### [TEXT FOR ANALYSIS]
☆ ☆ ☆ ☆
The Malaysian government has denied that migrants and refugees have been abused in its detention centers as claimed in a Human Rights Watch (HWR) report last week.
Home Minister Saifuddin Nasution Ismail questioned the credibility of the report, saying the allegations were baseless.
“They could not present one iota of evidence. And yet they went on to lecture the whole world,” the minister said in parliament, Free Malaysia Today reported March 12.

He said the rights group was unable to substantiate their claims when questioned by a parliamentary select committee on human rights, elections and institutional reforms soon after the report was released.
The report said that detainees were living in 20 overcrowded centers under inhumane conditions, and that the government had “violated international human rights law prohibitions against arbitrary detention.”
In response to the government’s denial, HRW’s Asia director Elaine Pearson toldFree Malaysia Today on March 13 that their thoroughly reviewed report was based on findings from more than 40 interviews and a year of research.
Those interviewed included former detainees, family members, lawyers, humanitarian aid staff, and former immigration officials.
Pearson said HRW had reached out to the home ministry through a letter sent on Jan. 29, to get feedback on its findings.
☆ ☆ ☆ ☆
Answer these questions from the article on Malaysia's detention centers:
(a) Which official questioned the credibility of the report?
(b) How many overcrowded centers did the report say detainees were living in?
(c) On what date did the rights group send a letter to the home ministry?

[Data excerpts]
☆ ☆ ☆ ☆
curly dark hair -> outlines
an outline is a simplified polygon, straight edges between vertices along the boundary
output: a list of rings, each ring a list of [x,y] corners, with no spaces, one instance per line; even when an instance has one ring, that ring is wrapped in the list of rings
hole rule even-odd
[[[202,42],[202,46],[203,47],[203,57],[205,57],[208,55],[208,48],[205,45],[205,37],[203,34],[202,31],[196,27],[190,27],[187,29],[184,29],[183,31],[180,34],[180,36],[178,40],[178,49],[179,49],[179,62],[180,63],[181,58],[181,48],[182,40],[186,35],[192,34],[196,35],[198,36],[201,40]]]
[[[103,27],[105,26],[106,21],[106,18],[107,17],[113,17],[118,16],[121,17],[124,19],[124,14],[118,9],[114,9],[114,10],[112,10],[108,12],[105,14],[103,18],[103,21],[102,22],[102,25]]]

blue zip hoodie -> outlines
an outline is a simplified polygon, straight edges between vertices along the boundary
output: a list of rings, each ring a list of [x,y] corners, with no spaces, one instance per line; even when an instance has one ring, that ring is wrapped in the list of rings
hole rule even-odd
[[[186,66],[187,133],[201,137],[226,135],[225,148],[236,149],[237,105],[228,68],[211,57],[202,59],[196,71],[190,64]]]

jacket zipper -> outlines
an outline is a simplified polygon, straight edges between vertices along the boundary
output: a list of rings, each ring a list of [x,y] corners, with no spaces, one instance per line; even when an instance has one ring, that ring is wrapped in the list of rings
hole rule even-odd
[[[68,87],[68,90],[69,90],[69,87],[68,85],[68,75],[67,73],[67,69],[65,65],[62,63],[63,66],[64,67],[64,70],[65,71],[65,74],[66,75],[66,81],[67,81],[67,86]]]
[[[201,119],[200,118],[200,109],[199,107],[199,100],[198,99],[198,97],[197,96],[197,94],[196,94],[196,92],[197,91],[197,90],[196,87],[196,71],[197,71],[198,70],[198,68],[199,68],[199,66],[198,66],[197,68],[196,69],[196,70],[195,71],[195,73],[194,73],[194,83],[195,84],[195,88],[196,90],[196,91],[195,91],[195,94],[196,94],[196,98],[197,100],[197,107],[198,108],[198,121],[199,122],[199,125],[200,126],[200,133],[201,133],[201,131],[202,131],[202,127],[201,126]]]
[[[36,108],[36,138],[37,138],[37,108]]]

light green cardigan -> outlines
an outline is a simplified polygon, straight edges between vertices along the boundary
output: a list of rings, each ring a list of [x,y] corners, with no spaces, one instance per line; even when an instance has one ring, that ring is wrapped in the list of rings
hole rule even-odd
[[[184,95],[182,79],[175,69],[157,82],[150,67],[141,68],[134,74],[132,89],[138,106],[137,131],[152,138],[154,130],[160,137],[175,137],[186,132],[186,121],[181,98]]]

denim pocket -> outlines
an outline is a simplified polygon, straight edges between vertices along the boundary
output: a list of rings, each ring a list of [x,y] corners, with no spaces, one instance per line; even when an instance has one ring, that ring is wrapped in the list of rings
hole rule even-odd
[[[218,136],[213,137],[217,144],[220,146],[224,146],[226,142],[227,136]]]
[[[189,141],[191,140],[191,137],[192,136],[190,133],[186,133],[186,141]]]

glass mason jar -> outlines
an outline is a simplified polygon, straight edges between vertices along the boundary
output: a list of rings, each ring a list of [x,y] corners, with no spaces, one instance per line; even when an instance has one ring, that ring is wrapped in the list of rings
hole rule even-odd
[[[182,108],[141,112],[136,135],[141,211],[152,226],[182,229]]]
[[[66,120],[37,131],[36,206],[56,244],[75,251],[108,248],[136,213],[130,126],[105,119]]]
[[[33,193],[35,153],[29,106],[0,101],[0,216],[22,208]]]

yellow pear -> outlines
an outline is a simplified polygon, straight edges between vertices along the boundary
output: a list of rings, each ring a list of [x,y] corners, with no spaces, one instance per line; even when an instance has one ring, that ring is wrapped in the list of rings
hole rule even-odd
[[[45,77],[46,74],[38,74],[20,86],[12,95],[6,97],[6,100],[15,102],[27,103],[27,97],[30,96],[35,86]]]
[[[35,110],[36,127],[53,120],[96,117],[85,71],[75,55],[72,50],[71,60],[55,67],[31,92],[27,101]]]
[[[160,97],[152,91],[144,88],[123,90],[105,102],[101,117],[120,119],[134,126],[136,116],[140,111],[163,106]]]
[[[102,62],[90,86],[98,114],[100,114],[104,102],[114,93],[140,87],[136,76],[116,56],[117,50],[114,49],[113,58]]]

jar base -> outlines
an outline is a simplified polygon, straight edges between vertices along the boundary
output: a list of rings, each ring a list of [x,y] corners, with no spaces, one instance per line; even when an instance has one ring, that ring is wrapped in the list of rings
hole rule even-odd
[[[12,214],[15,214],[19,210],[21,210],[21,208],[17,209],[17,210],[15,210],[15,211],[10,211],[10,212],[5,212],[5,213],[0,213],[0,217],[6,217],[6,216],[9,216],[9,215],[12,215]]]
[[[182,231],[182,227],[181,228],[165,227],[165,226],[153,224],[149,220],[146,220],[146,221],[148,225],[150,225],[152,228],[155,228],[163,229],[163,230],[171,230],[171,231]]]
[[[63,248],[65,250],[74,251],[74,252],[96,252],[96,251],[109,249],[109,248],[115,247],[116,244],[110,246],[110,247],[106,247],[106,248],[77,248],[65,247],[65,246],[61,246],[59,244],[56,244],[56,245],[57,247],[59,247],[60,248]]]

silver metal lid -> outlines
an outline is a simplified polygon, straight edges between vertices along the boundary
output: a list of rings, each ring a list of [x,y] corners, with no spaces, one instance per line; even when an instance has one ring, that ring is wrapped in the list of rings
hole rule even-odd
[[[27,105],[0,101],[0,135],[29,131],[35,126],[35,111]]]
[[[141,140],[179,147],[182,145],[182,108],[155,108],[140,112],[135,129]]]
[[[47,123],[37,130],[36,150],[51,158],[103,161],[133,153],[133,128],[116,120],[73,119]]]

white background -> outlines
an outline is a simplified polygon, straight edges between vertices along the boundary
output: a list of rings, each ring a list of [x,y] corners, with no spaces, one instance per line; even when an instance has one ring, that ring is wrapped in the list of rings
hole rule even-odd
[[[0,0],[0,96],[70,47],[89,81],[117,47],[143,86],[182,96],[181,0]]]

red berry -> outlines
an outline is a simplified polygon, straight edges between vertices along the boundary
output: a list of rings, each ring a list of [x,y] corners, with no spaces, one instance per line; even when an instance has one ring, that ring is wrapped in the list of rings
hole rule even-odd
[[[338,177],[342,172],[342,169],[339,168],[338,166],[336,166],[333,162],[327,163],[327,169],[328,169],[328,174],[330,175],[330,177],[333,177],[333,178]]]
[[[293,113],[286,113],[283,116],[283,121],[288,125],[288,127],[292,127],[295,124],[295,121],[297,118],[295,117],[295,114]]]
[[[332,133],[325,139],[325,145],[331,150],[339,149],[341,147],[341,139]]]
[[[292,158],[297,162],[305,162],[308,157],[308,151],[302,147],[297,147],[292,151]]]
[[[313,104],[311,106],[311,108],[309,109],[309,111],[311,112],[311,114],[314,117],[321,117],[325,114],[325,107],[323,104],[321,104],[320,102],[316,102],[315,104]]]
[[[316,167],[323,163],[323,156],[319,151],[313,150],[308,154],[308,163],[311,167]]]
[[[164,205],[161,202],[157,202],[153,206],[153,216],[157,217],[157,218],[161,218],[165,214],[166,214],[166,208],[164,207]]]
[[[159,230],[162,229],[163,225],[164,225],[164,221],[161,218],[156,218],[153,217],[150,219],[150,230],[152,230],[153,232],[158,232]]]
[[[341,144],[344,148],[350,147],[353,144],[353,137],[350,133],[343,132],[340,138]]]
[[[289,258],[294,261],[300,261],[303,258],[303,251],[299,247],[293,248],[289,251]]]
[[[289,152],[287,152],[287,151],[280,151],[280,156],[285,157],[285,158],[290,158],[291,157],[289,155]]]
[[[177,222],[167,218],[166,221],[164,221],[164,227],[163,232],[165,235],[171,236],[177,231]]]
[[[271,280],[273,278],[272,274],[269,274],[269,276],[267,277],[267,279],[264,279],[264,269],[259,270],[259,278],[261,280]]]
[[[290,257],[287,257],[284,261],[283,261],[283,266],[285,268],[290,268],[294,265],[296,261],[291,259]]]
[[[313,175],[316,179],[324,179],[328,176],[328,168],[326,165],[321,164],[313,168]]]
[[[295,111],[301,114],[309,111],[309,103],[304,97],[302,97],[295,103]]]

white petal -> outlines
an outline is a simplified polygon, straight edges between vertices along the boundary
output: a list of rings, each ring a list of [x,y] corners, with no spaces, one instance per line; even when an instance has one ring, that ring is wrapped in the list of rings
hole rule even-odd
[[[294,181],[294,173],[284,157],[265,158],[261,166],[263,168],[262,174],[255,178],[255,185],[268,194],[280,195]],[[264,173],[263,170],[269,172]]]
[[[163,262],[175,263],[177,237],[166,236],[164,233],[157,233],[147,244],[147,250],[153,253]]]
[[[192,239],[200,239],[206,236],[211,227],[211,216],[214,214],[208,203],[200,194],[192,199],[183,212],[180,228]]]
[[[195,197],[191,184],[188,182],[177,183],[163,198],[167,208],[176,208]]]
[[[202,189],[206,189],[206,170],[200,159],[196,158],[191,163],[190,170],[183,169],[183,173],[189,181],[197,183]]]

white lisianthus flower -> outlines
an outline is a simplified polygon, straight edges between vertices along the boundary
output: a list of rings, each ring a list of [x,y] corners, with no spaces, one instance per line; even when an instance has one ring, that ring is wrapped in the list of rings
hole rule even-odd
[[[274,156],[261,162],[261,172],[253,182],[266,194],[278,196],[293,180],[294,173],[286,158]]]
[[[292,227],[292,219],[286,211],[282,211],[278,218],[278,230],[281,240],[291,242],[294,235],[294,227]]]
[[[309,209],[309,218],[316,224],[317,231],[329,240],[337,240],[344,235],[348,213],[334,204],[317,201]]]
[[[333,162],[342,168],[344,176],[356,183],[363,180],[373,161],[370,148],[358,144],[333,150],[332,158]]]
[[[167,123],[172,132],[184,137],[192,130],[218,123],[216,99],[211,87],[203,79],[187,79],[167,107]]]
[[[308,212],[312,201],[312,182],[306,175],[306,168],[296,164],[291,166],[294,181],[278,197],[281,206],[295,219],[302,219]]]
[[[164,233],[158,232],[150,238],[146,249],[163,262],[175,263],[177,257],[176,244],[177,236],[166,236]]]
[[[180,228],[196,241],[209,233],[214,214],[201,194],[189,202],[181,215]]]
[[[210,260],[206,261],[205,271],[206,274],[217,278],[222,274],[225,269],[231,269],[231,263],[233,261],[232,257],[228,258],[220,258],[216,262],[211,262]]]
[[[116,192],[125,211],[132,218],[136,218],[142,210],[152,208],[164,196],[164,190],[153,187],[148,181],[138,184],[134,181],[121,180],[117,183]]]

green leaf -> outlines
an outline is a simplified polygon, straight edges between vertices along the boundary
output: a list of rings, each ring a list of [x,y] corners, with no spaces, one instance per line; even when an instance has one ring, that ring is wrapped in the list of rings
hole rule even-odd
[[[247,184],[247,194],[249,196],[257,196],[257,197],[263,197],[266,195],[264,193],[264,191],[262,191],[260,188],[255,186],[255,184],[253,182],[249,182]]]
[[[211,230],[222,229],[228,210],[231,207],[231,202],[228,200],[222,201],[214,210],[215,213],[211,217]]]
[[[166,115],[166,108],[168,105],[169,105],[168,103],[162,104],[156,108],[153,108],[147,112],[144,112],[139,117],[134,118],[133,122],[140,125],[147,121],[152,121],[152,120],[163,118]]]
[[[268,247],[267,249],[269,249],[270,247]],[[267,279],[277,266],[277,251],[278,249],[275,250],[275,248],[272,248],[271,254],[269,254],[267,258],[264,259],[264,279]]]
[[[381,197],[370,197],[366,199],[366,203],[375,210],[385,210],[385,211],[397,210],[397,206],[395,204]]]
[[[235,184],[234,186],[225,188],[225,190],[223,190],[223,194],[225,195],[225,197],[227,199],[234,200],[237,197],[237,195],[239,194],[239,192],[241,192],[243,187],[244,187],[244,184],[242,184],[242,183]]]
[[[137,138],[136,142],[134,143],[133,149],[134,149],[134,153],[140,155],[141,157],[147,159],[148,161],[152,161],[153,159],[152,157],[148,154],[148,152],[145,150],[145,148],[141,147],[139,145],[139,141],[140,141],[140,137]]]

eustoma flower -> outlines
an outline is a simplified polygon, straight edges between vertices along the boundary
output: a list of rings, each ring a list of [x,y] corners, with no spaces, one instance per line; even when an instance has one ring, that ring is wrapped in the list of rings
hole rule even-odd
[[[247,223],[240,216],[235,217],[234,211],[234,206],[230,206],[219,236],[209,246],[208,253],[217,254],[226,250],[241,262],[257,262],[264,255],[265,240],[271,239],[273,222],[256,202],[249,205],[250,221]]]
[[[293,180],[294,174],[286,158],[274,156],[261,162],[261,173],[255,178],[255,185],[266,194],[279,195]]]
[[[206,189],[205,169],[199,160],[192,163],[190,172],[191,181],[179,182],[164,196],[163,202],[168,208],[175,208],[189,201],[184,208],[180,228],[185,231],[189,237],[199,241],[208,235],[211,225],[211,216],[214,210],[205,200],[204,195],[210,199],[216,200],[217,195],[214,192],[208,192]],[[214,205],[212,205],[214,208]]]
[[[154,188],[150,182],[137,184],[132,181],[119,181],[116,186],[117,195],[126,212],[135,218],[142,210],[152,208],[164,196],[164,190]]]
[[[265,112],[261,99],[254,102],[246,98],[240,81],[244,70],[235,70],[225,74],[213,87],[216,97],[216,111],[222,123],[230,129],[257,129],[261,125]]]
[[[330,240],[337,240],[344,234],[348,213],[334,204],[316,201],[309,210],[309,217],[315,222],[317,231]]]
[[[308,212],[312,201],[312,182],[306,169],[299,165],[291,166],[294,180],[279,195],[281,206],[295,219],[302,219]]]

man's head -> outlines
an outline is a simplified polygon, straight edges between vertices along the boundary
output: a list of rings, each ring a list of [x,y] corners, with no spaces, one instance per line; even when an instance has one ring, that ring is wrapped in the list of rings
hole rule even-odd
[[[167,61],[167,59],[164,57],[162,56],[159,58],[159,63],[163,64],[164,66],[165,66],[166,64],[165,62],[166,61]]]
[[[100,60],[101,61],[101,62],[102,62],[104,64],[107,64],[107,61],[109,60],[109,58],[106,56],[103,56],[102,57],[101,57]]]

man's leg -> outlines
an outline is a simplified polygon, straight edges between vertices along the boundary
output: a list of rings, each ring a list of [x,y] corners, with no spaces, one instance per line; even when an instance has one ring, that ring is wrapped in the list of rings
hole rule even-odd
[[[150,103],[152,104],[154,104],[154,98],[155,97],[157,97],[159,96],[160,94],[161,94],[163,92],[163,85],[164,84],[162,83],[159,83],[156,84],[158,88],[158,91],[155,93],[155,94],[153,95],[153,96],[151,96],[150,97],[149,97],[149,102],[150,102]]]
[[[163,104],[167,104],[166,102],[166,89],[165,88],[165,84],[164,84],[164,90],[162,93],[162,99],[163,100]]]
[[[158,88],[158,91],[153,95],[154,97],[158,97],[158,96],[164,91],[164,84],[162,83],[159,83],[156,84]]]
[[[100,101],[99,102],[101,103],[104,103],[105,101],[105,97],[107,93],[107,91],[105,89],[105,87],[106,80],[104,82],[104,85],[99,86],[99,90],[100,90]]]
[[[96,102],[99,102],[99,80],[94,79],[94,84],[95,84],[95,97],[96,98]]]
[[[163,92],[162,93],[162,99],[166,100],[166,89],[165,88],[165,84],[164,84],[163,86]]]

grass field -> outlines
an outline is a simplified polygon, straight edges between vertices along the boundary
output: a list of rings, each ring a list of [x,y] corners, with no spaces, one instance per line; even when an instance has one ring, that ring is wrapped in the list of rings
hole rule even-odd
☆ ☆ ☆ ☆
### [EXERCISE OUTPUT]
(a) Home Minister Saifuddin Nasution Ismail
(b) 20
(c) Jan. 29